- Your goal -
Only the records, repeated exactly, should make up the response.

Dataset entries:

"""

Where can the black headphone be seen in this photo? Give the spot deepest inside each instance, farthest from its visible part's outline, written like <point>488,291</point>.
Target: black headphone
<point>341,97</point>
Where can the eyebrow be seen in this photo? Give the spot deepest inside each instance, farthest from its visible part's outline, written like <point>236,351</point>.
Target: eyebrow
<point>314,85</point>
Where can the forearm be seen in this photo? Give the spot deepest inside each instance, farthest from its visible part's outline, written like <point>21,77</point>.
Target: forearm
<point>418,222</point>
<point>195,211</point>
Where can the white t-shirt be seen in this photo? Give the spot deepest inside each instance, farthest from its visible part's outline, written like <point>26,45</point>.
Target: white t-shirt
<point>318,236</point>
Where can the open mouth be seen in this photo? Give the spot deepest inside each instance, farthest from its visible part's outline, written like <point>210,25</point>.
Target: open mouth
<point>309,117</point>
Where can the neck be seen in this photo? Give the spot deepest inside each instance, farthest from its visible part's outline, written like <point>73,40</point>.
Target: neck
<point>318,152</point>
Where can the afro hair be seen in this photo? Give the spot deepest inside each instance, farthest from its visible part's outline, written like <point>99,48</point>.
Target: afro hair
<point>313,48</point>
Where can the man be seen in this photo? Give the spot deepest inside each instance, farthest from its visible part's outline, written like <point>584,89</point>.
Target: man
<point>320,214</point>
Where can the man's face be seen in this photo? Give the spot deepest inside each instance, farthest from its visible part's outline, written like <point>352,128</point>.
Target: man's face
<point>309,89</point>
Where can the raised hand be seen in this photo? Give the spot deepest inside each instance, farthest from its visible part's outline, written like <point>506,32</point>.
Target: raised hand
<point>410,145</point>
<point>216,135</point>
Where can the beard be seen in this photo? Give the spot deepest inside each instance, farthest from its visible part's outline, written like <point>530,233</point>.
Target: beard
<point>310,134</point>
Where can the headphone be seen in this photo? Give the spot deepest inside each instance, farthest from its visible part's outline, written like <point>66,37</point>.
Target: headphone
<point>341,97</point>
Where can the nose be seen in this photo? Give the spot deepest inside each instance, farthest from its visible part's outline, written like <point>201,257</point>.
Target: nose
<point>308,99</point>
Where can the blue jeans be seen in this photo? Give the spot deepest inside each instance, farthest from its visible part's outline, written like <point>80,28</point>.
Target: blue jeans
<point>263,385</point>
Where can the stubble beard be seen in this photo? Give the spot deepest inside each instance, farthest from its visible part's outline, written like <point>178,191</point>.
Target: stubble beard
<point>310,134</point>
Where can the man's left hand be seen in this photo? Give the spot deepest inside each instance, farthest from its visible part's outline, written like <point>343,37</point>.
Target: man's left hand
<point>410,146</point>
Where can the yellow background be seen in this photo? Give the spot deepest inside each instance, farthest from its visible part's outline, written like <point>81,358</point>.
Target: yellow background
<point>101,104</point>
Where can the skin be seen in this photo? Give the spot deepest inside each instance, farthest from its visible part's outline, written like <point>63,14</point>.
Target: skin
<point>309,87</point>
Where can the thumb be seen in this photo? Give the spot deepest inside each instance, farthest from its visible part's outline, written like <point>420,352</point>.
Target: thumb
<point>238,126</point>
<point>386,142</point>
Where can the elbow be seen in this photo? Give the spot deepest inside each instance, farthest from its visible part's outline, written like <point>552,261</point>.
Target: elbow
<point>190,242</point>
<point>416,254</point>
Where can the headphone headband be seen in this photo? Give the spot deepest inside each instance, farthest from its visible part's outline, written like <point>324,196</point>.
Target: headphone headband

"""

- Exercise result -
Where can the black headphone be seen in this photo? Give the spot deepest inside each instance, farthest from its visible part's outline, written like <point>488,291</point>.
Target: black headphone
<point>341,97</point>
Where can the eyebrow be seen in this photo? Give the spot deepest inside each instance, farthest from its visible part's outline, written like <point>236,351</point>.
Target: eyebrow
<point>314,85</point>
Where can the forearm be seen in this photo? Give the spot deepest inside each instance, farthest from its visible part's outline, written like <point>21,77</point>.
Target: forearm
<point>418,222</point>
<point>195,211</point>
Where can the white t-shirt be seen in this photo? Give the spot deepest inside each instance, farthest from its visible part's outline, written like <point>26,45</point>.
Target: white t-shirt
<point>318,236</point>
Where can the open mouth be seen in this photo? Give the spot deepest inside each instance, farthest from its visible part's outline, written like <point>210,25</point>.
Target: open mouth
<point>309,117</point>
Where can the neck be seen in this photo? Give the spot deepest inside each instance, farthest from its visible part's outline, written like <point>73,40</point>.
Target: neck
<point>318,152</point>
Where can the afro hair be seen in this photo? Give the spot deepest inside each instance, farthest from its visible part's outline, written like <point>99,48</point>.
Target: afro hair
<point>313,48</point>
Where can the man be seen in this photo? Give the spot deepest inside each instance, farthest from its visible part's outline, written like <point>584,89</point>.
Target: man
<point>320,214</point>
Where can the man's face be seen in this photo? Give the spot deepest inside each instance, farthest from its visible part's outline, written like <point>352,128</point>.
Target: man's face
<point>309,89</point>
Where can the raised hand be seen in this photo? Give the spot deepest inside each instance, farthest from its visible part's outline, written like <point>506,32</point>.
Target: raised hand
<point>410,145</point>
<point>216,135</point>
Where can the beard be seen in this photo? Give the spot deepest inside each instance, farthest from its visible part's outline, written like <point>530,233</point>.
Target: beard
<point>310,134</point>
Where can the headphone be seen in this photo? Give the spot deepest inside each instance, farthest from its visible part's outline, written like <point>66,37</point>.
Target: headphone
<point>341,97</point>
Where can the nose be seen in this photo? Give the spot deepest inside each instance, farthest from its visible part's outline, written like <point>201,257</point>.
Target: nose
<point>308,99</point>
Where can the blue jeans be seen in this photo? Give the spot deepest inside each instance, farthest from its visible part's outline, written like <point>80,28</point>.
Target: blue jeans
<point>263,385</point>
Where can the stubble beard be seen in this photo? Give the spot deepest inside each instance, farthest from its visible part's outline, written like <point>178,191</point>.
Target: stubble beard
<point>310,134</point>
Where can the man's left hand be seen in this photo? Give the spot deepest inside each instance, farthest from its visible part's outline, written like <point>343,37</point>.
Target: man's left hand
<point>410,146</point>
Where can the yellow background be seen in this photo? Give the spot deepest inside each instance, farthest from its visible part's outline, written like <point>81,358</point>.
Target: yellow background
<point>101,104</point>
Where can the skin be seen in this photo? Give the spot deepest inside each instance, farthest from its visible part's outline, written like <point>63,14</point>.
Target: skin
<point>309,87</point>
Where can the thumb be seen in this photo? Give the spot deepest inside each instance, farthest from its visible part's outline, written like <point>420,352</point>.
Target: thumb
<point>238,126</point>
<point>386,142</point>
Where can the elbow be seen in this photo? Give the spot deepest inside each instance, farthest from its visible part's outline, written like <point>552,261</point>.
Target: elbow
<point>190,242</point>
<point>416,254</point>
Where can the headphone headband be seen in this photo? Give the spot deepest inside each instance, farthest from its visible part's outline, written like <point>324,196</point>.
Target: headphone headband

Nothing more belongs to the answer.